> **EXCERPTED RECORDS**

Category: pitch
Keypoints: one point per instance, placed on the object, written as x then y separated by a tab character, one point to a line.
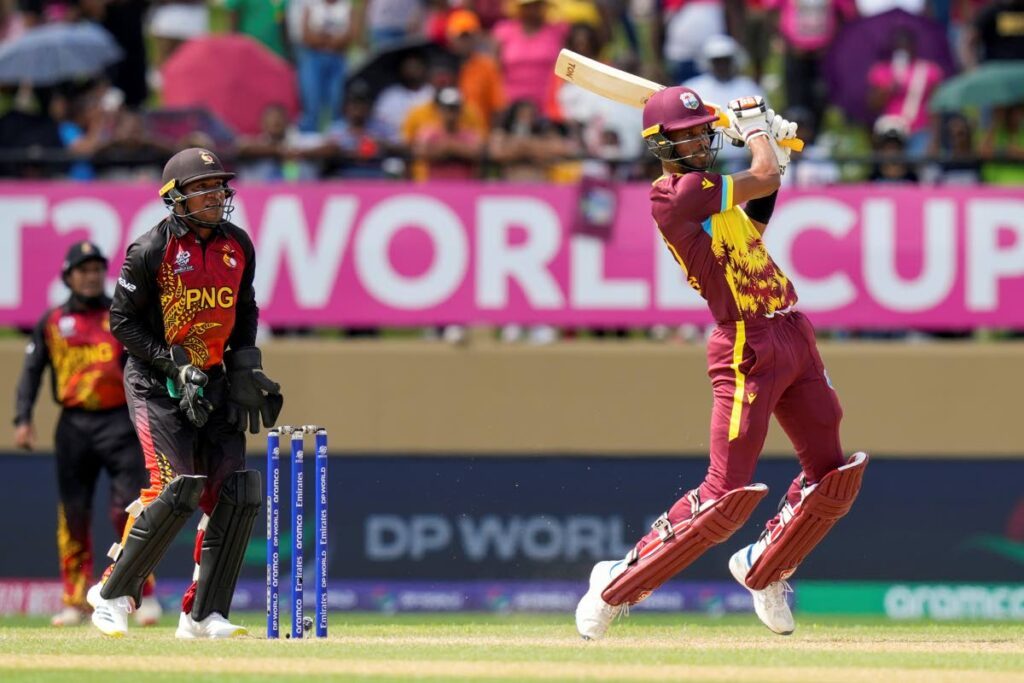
465	647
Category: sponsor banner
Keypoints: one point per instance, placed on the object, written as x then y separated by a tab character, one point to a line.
550	518
912	601
399	254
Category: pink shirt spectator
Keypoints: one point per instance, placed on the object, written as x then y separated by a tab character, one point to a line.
810	25
526	58
910	88
454	169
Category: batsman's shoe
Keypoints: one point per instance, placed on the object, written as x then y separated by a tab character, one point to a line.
111	616
594	615
770	603
70	615
214	626
148	612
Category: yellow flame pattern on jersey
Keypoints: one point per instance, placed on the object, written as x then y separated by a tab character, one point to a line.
179	314
759	287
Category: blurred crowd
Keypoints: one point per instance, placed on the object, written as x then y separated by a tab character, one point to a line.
425	89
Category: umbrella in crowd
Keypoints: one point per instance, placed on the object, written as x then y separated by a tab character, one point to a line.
992	84
381	68
233	76
55	52
861	43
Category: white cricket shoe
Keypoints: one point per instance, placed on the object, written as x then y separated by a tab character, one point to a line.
111	616
214	626
594	615
770	603
70	615
148	612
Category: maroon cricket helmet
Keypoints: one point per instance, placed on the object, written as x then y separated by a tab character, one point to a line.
674	109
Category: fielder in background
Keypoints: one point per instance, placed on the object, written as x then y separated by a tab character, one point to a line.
185	310
93	432
762	359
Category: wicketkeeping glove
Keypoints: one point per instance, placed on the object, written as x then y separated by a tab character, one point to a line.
185	382
251	394
750	117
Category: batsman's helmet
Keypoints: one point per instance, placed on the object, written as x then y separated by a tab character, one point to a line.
188	166
677	109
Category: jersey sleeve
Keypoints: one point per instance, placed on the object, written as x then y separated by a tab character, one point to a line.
135	298
37	356
693	197
246	311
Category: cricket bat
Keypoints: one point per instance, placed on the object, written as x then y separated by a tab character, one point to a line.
625	87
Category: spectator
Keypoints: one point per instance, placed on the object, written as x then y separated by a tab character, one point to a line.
392	20
687	24
450	148
1003	144
958	164
479	75
358	140
395	101
997	32
808	29
327	33
813	167
276	153
721	82
130	154
431	114
890	150
85	119
527	47
172	23
901	85
527	145
262	19
12	22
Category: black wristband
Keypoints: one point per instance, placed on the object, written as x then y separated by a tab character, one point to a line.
762	208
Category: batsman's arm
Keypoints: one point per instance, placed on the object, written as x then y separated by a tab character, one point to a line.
246	310
37	356
136	304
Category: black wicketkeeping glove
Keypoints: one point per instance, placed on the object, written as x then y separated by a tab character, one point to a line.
185	382
251	394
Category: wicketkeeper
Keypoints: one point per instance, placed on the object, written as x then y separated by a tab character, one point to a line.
185	310
93	433
762	360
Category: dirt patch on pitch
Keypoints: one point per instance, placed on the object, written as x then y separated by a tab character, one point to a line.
493	670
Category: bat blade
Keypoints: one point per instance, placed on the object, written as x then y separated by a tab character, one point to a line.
624	87
604	80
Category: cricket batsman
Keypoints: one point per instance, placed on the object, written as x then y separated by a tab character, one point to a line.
93	433
184	308
762	359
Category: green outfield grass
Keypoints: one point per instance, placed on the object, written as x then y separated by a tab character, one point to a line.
440	647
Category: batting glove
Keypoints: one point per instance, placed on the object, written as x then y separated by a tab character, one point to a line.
750	117
779	128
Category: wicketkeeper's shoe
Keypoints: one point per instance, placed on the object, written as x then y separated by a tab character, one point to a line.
70	615
594	615
214	626
148	612
111	616
770	603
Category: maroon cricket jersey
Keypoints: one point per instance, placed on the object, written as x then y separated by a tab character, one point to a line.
718	247
85	358
199	285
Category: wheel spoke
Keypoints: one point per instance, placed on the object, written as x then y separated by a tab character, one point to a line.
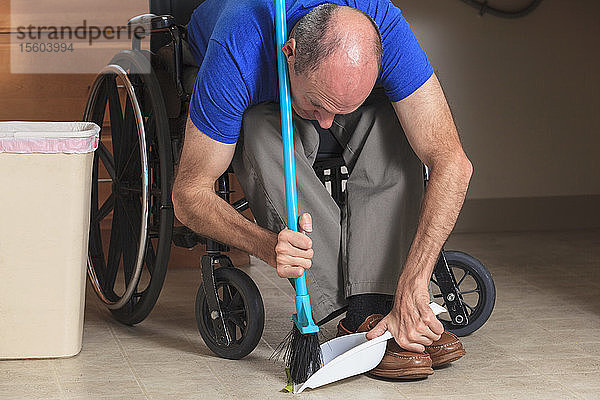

> **ASSIGNMENT**
Give the lines again exactly, beginning with the first line of the records above and ending with the line that contains "Category: white cricket shoe", and include no pictures.

> **REPLY**
Category: pitch
Keypoints: one point per instance, placed on the object, written as x then y separated by a tab character, one point to a line.
465	647
Category: sponsor banner
Keypoints: one point per instance, placed on the object, written as x then y separated by a tab character, one point to a line.
550	518
912	601
399	254
Category: pink shirt spectator
Keypoints: one point per instance, placed on the object, written as x then y separated by a tab character, one point to a line.
810	25
526	58
910	88
454	169
Category: batsman's shoe
Keypoints: one point per instance, placed on the object, written as x then y separated by a tab character, one point to a line.
111	616
594	615
770	603
70	615
214	626
148	612
Category: yellow flame pattern on jersey
Keypoints: one point per instance, placed on the object, written as x then y separated by a tab character, one point to a line.
179	314
759	287
Category: blurred crowd
Keypoints: one point per instance, placed on the object, written as x then y separated by a tab character, one point to a line.
425	89
Category: umbrella in crowd
Keypoints: one point per instance, placed on the object, written as x then y separated by a tab character, one point to a line.
992	84
381	68
233	76
55	52
861	43
Category: white cricket shoe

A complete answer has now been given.